Task list
(1) Decide whether each statement agrees with the rehabilitation exercises text. Answer yes or no for each, and quote the deciding words. (a) In the calf raise, the raised position is held for 2-3 seconds. (b) The therapy band exercise involves turning the entire leg outwards. (c) The balance board exercise is done for at least 10 minutes per day.
(2) Continue the rehabilitation exercises text, starting after its final sentence.

Excerpted text
════
In order to achieve a full range of motion, begin with placing your feet on a block stop or a calf block. If you don’t have the proper training equipment, you can use a stair step.

Now, position your feet on the edge of the block or the step.

Make sure that your toes point forward, your back is straight, and your abdominals are pulled in.

Next, raise your heels a few inches above the edge, so that you’re standing on your toes. Hold that position 2-3 seconds, before slowly lowering your heels back to the starting point.

Repeat 20 repetitions for a total of 3 sets.

2. Activating the peroneus muscles with a therapy band

There are countless of exercises that you can do to train your peroneus muscles.

This is a very simple example that you can do at home as all you need is a therapy band, a chair and a table.

First, sit on the chair and position yourself next to the table. Make sure that the furniture does not move.

Put one end of the therapy band around a table leg, and the other on the outside of your foot.

Now, your foot should be turned slightly inwards and from this position, slowly turn your foot outwards (only your foot, not the entire leg) so that you can feel it stretch.

Repeat 20 repetitions for a total of 3 sets.

Remember to keep your knee stationary throughout the entire exercise.

3. Balance board or Bosu ball

Take turns between balancing on both feet or only the injured foot on a balance board.

This exercise can progressively be made more difficult by bouncing a ball against a wall, at the same time as you try to maintain your balance.

Perform the exercise on a daily basis for at least 10 minutes per day.

Coordination and reaction-stage mobilization (day 43–90)

When you have reached this stage, your balance and strength should be close to pre-injury levels. 

The only two components you might be missing now is your coordination and reaction abilities.

These can typically be improved through variations of jumping exercises or basic strength exercises.

Eventually, you can also start to re-introduce smaller exercises that are more soccer-specific.
════
Supplied records
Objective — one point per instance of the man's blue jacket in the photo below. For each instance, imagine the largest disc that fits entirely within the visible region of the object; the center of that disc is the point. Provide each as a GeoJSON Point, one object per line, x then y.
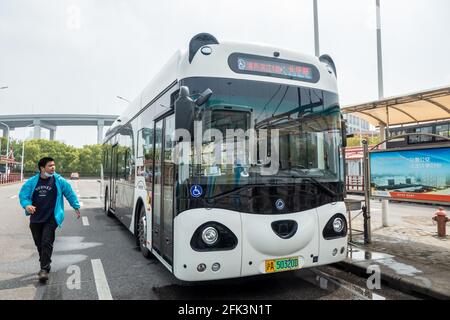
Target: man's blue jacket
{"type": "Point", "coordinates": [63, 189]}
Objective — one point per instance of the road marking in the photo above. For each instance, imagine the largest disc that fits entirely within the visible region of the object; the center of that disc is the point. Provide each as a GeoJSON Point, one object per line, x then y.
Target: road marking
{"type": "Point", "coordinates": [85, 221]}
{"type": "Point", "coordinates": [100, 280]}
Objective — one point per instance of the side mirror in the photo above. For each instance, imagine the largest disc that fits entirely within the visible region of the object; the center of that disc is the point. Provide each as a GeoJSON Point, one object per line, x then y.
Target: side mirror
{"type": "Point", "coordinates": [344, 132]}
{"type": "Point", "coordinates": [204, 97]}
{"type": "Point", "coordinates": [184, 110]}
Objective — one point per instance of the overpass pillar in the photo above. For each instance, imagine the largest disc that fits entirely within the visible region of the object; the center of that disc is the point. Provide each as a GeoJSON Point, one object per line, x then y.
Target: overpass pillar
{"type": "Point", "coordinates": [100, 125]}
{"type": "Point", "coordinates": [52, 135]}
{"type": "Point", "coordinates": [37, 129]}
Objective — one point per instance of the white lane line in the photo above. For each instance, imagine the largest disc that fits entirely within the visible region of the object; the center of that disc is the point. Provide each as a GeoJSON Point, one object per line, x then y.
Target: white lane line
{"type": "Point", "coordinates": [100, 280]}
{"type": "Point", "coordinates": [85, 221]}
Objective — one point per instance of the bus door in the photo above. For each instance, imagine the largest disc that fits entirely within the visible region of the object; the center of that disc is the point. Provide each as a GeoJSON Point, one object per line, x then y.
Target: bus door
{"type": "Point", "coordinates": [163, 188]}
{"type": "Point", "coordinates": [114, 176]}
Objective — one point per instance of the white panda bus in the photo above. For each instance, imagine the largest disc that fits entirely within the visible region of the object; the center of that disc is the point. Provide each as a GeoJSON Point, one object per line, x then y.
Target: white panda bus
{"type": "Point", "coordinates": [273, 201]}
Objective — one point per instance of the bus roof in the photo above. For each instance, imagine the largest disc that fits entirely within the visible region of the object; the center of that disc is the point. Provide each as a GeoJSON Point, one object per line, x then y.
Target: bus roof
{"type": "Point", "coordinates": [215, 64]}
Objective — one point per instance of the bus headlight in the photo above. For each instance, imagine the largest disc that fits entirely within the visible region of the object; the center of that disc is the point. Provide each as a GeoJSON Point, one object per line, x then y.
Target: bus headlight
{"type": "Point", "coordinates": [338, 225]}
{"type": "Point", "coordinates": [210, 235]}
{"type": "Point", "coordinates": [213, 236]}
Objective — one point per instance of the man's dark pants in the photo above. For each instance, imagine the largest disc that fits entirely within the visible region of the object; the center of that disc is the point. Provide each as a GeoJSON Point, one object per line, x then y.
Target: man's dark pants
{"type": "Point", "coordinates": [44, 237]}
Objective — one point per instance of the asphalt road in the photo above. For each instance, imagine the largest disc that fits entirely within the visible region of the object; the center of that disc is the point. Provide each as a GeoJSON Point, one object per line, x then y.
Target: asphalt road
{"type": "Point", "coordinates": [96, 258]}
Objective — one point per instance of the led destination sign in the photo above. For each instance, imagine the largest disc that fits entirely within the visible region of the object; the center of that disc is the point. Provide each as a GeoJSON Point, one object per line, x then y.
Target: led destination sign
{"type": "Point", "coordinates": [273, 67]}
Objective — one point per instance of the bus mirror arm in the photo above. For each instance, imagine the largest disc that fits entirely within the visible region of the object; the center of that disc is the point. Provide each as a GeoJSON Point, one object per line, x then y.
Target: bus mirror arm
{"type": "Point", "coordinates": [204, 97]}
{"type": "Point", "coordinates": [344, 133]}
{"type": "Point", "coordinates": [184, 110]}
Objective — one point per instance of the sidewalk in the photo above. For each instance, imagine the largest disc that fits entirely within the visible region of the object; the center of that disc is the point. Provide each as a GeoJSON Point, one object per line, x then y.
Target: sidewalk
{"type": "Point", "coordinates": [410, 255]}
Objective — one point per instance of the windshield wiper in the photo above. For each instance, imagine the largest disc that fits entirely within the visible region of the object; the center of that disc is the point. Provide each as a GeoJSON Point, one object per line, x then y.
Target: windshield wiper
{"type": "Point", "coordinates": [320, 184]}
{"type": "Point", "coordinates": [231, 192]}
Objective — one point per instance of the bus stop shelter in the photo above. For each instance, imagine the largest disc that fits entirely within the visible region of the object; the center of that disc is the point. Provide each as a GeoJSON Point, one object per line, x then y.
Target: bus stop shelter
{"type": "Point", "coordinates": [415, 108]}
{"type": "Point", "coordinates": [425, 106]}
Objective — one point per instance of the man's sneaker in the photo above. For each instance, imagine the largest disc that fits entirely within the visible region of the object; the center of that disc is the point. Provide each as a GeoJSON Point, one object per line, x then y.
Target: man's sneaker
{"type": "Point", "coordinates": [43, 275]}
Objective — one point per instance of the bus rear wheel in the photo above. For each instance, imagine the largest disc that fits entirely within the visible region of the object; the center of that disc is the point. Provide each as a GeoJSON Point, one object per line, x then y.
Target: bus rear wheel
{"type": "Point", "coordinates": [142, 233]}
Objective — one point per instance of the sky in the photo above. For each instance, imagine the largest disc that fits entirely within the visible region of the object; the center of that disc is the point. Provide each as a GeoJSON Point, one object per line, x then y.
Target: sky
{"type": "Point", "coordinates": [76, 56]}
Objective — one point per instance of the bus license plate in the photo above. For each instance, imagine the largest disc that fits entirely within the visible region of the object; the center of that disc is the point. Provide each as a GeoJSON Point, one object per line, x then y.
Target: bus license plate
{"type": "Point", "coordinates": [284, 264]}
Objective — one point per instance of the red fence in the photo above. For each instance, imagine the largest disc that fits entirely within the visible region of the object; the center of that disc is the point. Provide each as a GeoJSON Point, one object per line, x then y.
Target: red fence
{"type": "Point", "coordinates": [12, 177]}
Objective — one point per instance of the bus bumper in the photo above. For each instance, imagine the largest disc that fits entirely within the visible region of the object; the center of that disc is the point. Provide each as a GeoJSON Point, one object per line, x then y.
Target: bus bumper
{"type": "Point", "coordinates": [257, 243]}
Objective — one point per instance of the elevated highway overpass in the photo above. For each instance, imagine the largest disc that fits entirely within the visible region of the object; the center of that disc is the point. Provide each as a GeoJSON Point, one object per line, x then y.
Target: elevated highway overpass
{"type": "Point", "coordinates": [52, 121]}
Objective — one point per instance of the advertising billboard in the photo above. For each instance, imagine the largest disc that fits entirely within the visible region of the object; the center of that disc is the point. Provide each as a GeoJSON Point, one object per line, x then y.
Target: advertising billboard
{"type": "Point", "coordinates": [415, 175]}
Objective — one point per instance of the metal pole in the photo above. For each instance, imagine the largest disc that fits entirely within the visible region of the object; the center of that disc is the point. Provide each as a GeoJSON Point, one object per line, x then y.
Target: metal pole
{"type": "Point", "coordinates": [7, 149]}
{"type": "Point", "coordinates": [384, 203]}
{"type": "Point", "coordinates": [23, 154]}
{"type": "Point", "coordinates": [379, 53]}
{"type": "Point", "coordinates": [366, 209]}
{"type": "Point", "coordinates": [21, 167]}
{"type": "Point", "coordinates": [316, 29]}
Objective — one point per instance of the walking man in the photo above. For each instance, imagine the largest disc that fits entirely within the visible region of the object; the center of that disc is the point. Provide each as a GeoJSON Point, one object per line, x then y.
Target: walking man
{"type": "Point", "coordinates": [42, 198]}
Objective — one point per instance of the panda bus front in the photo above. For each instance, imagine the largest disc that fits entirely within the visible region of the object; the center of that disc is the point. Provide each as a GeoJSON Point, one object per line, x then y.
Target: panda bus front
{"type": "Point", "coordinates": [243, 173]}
════
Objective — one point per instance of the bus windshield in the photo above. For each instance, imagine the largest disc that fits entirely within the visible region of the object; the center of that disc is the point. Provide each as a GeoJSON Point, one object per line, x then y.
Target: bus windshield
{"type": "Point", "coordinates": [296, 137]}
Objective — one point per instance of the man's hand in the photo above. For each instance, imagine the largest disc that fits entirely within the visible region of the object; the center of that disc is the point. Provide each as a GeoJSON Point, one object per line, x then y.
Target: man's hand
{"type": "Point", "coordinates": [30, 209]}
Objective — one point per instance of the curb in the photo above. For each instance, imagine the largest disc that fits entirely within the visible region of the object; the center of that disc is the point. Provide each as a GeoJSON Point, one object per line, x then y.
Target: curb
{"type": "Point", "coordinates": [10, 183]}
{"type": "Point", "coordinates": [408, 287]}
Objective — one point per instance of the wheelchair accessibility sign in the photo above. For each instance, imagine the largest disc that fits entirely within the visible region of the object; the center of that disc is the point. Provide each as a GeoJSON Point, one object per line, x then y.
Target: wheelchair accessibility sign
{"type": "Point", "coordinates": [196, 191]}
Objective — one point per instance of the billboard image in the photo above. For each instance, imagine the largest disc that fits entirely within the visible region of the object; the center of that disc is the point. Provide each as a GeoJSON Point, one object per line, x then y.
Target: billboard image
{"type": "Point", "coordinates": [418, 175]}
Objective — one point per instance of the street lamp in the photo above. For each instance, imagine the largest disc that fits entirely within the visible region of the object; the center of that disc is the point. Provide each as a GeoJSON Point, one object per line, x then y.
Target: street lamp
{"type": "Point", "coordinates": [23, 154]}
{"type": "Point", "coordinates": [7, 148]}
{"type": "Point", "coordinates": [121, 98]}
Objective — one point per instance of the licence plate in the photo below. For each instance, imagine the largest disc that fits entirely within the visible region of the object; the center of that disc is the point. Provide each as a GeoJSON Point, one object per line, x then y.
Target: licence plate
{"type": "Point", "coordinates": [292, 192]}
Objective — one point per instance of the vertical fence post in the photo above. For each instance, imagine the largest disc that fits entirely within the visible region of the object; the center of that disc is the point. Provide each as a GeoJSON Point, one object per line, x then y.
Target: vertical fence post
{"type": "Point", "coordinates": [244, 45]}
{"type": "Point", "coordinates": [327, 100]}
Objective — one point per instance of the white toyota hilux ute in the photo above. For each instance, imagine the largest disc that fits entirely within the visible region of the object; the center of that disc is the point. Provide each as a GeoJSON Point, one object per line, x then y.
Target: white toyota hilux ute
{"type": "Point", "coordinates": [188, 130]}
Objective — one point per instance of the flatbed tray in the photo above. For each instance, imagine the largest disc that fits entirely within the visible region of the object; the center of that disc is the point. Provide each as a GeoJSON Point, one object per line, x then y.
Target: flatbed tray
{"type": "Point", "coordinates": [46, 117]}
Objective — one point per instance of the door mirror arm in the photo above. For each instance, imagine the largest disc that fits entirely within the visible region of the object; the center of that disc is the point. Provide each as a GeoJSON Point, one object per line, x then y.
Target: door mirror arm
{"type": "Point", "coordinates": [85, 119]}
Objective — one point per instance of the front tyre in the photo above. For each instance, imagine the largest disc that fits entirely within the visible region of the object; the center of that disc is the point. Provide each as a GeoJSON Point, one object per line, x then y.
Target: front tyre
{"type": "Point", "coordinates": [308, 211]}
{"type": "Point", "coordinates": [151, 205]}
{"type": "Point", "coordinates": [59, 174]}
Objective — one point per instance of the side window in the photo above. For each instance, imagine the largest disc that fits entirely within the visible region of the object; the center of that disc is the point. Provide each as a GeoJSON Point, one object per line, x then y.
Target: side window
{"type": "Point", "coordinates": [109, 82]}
════
Exercise answers
(1)
(a) Yes: "Hold that position 2-3 seconds"
(b) No: "(only your foot, not the entire leg)"
(c) Yes: "Perform the exercise on a daily basis for at least 10 minutes per day."

(2)
2. Jumps

As mentioned above, there’s a ton of different jumping exercises that you can apply to rehabilitate your ankle.

One of the most basic ones is to have a starting point from which you begin a cycle of jumping one step forward, one step backward, one step right, and then one step left.

To add a bit more excitement to this exercise, put your timer on 1 minute and try to perform as many rounds as possible.

Furthermore, you can do zig-zag jumps between cones, or start with short-distance jumps that you successively increase to long-distance jumps.

Aim for 2-3 variations of jumps and perform each exercise for approximately 60 seconds.

2. Strength exercises

Performing strength exercises are not only a good way for you to increase your strength levels and prevent future injuries, they can also be used to improve your coordination and stability.

A great example is the military or shoulder-press where you simply finish the movement by standing on your toes.

Obviously, this exercise should be performed carefully and with the purpose of stretching and balancing your ankle, rather than lifting heavy loads.

As for re-introducing soccer-specific exercises, a good start would be to begin with low-intensity movements that don’t put too much pressure on your foot, such as dribbling the ball between cones.

What about ankle sprain relapses?

As we have discussed and previously mentioned, 75-80% of all ankle sprains are relapse injuries [8].

It is also relatively common that players who previously suffered a major ankle injury will encounter a similar or less serious relapse-injury.

This could be a sign of that your foot and ankle joint are still not fully recovered and that you need to continue or start over with parts of your rehabilitation process.


Ankle injuries and relapse of ankle sprains are extremely common among soccer players.

Although there is still a high need for further research on how to best treat and rehabilitate ankle injuries, following the RICE treatment and undergoing a proper training program is a first step to prevent relapse.

Even if performing ankle strengthening and rehabilitation exercises might not be the most motivating way to spend your time, keep in mind that it could improve your chances to return- and remain- on the soccer field with your teammates.